- [Ejercicio] Transcriba sin alteración alguna las líneas de los registros que van desde la que contiene "entry: vertical wooden plank" hasta la que contiene "Trace every instance of the vertical", ambas incluidas.

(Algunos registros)
==========

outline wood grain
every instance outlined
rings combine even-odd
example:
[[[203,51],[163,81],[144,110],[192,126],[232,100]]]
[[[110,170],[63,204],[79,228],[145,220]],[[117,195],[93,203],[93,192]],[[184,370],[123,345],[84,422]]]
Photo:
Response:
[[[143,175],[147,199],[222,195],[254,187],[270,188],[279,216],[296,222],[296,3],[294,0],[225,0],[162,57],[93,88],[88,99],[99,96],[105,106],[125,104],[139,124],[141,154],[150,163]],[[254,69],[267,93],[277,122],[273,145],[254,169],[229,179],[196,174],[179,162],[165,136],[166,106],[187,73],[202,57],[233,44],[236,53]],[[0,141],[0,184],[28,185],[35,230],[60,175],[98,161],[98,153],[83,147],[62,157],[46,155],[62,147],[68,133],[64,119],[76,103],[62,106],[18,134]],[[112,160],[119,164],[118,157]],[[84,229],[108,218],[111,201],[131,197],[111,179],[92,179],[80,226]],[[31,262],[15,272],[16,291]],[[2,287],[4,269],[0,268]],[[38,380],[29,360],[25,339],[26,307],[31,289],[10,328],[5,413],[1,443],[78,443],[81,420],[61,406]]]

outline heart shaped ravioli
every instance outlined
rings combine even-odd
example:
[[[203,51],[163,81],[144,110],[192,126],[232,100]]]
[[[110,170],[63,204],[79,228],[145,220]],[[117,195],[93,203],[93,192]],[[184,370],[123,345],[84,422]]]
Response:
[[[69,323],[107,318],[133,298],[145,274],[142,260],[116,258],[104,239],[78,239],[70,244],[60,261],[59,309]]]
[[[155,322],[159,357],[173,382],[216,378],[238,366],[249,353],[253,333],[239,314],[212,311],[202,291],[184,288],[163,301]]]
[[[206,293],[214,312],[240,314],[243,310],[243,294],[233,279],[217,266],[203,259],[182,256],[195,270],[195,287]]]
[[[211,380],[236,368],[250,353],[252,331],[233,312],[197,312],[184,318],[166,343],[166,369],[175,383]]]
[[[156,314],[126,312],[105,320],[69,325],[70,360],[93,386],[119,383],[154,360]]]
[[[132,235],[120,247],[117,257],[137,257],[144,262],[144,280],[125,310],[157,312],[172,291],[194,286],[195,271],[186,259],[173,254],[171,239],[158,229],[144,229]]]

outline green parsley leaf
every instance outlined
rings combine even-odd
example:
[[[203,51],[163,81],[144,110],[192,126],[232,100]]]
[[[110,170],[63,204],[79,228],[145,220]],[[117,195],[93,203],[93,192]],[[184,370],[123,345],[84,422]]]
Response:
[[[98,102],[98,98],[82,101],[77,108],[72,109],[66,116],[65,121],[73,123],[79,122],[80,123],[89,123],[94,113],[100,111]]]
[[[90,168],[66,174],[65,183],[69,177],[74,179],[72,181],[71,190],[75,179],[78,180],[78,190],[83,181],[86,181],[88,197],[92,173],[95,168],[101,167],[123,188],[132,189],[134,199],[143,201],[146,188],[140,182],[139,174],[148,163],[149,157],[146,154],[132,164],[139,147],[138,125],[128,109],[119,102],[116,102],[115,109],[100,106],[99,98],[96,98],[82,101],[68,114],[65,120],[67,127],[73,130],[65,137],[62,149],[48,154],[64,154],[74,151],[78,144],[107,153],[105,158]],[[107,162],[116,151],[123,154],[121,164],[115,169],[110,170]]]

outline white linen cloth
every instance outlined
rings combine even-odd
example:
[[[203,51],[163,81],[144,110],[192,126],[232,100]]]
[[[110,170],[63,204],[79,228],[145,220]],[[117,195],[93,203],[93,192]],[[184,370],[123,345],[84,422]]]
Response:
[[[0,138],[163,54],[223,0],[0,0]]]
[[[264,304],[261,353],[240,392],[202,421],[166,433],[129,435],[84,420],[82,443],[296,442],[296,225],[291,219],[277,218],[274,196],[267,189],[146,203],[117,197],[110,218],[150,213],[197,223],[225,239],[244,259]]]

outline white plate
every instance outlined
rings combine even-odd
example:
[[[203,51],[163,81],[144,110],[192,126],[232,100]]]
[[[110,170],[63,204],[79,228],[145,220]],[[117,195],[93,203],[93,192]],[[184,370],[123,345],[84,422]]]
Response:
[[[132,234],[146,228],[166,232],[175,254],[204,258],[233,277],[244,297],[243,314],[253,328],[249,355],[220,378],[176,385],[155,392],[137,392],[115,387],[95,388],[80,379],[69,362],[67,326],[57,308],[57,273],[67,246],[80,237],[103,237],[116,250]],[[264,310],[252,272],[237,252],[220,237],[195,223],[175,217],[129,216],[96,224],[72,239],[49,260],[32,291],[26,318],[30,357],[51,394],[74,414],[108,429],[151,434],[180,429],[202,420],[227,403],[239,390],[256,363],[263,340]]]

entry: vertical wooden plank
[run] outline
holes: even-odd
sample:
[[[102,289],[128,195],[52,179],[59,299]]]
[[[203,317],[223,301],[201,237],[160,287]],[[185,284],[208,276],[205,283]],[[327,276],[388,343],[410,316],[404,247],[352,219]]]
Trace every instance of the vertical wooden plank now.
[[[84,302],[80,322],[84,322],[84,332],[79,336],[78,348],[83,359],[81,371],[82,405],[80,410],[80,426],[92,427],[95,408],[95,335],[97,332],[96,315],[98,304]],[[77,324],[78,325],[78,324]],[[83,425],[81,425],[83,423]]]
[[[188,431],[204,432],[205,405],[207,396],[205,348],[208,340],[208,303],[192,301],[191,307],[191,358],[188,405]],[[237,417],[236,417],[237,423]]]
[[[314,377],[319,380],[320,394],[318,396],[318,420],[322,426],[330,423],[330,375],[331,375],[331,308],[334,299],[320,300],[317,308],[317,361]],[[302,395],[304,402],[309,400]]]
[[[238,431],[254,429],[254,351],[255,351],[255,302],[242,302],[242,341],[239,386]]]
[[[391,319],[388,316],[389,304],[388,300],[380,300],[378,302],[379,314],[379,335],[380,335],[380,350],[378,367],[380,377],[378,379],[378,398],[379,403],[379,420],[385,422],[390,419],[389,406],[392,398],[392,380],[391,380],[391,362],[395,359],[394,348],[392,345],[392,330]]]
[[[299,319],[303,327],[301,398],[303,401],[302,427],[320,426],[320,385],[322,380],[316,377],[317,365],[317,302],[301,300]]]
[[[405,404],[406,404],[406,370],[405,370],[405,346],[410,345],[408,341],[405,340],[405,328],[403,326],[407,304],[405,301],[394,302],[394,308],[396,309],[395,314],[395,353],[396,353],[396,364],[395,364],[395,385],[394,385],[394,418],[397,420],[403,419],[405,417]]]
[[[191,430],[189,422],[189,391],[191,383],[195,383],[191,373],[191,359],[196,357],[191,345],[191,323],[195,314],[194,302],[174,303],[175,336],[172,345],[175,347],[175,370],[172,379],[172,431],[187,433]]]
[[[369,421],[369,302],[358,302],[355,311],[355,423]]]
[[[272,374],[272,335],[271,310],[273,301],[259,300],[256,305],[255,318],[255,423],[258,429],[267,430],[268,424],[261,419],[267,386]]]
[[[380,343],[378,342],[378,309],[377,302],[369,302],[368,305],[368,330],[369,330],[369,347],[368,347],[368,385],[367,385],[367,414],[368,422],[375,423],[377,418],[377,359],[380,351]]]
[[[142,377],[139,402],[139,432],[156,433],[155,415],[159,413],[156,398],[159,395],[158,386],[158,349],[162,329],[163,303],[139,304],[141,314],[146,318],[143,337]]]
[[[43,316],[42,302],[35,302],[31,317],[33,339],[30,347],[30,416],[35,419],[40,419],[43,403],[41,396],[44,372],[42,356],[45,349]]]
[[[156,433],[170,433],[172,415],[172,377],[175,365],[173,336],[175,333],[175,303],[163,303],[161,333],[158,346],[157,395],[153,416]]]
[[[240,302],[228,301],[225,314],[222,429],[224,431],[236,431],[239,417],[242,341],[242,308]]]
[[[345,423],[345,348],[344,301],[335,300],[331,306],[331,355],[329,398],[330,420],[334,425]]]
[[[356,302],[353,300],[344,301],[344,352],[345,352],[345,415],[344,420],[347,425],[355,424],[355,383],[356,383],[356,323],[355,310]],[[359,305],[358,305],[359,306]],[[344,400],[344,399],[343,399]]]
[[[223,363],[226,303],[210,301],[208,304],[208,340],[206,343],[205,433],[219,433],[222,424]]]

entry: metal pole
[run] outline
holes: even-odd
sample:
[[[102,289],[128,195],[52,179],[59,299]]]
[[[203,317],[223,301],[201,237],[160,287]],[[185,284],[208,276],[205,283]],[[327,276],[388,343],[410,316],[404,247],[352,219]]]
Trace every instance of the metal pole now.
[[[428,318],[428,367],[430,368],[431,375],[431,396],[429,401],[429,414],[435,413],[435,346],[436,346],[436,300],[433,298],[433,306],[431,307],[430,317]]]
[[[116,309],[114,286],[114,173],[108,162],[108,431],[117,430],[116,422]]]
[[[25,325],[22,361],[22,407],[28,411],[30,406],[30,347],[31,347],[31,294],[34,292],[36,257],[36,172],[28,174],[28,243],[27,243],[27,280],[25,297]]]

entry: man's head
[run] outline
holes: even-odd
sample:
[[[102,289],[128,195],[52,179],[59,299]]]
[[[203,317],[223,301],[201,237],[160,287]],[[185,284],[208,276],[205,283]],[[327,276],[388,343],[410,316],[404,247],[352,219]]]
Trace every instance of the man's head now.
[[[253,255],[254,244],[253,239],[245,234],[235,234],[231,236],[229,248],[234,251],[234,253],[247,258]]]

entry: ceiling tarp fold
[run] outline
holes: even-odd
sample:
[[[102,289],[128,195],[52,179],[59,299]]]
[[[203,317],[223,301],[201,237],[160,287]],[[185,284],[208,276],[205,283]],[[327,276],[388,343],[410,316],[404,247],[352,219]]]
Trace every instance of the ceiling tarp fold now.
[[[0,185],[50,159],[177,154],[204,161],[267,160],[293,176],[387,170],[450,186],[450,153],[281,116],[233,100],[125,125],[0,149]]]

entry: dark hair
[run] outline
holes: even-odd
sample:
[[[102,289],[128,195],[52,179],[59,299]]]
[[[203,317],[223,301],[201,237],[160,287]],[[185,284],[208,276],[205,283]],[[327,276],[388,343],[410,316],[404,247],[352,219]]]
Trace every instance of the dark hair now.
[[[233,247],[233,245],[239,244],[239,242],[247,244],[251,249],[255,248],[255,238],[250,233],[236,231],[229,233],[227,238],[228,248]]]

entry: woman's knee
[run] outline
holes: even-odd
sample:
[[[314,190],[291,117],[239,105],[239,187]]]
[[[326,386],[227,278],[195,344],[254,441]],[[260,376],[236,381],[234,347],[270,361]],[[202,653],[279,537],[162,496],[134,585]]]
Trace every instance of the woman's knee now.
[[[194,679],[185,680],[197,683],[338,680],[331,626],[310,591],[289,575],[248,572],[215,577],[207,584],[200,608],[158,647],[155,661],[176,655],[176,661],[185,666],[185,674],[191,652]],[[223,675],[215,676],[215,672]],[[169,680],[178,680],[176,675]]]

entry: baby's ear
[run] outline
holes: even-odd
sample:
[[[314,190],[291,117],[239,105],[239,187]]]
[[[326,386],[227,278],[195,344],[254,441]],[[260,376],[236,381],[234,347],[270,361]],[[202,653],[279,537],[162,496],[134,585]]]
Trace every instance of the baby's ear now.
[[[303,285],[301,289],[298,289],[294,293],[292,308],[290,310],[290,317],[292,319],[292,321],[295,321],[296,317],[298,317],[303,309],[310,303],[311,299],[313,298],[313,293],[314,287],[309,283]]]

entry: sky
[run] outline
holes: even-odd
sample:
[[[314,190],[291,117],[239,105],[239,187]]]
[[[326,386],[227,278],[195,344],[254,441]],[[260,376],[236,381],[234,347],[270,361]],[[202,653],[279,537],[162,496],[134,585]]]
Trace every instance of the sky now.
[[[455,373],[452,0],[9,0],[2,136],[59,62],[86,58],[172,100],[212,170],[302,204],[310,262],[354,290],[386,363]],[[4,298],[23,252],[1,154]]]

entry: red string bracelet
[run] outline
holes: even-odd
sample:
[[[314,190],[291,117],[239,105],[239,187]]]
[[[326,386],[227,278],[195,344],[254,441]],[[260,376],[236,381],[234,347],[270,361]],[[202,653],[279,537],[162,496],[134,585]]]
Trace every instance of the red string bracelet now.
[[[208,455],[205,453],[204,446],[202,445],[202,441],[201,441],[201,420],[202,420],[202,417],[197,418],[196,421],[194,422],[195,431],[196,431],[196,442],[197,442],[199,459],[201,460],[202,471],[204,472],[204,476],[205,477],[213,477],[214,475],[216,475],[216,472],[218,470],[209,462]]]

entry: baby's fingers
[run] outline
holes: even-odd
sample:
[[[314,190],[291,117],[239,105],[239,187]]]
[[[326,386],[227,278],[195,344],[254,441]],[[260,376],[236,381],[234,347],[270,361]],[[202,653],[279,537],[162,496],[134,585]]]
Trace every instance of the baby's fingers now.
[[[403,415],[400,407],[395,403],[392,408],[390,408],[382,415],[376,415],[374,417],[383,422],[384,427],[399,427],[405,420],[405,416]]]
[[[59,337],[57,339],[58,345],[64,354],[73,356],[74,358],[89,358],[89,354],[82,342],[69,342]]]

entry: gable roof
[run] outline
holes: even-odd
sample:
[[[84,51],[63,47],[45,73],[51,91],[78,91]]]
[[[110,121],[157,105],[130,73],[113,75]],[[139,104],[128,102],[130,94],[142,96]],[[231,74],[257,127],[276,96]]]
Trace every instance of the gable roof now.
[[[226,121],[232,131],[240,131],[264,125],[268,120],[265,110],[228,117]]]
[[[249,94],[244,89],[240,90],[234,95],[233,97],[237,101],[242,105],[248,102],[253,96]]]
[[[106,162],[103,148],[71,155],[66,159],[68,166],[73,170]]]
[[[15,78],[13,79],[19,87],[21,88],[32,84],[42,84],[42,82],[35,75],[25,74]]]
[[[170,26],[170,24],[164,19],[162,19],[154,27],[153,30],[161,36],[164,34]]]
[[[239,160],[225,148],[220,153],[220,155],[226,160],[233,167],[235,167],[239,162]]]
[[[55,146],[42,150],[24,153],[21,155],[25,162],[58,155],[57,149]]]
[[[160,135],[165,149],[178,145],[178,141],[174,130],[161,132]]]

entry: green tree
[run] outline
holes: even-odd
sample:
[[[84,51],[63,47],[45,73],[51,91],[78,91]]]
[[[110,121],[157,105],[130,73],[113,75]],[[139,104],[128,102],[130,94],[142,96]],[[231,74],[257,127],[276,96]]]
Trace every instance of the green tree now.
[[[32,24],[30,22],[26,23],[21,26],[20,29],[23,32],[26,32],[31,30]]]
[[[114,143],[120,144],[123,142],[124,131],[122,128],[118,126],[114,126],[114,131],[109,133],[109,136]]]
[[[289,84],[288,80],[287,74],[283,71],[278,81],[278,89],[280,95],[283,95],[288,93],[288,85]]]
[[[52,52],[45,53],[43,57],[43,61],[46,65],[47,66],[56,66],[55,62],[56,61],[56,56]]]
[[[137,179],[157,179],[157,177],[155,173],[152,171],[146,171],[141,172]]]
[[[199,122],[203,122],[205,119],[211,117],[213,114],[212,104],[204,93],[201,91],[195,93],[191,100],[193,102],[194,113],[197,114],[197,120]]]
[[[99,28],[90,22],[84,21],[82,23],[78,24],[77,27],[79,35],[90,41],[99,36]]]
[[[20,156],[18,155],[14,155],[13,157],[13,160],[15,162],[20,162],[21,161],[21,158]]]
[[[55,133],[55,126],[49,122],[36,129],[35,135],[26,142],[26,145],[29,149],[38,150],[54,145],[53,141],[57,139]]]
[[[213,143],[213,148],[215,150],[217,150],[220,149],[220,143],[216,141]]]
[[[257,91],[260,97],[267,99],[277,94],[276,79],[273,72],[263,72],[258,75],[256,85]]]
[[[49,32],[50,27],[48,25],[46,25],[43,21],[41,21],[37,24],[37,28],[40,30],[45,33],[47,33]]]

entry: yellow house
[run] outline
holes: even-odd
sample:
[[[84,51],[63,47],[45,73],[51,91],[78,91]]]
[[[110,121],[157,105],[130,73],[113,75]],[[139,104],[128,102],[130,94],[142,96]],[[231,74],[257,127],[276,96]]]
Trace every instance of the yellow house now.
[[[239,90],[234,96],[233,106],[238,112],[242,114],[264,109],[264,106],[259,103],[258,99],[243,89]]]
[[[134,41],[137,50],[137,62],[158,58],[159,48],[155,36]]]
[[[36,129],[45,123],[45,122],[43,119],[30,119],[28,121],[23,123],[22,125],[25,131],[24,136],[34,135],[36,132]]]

==========

- [Respuesta escrita]
entry: vertical wooden plank
[run] outline
holes: even-odd
sample:
[[[102,289],[128,195],[52,179],[59,299]]]
[[[203,317],[223,301],[201,237],[160,287]],[[185,284],[208,276],[205,283]],[[327,276],[388,343],[410,316],[404,247],[352,219]]]
Trace every instance of the vertical wooden plank now.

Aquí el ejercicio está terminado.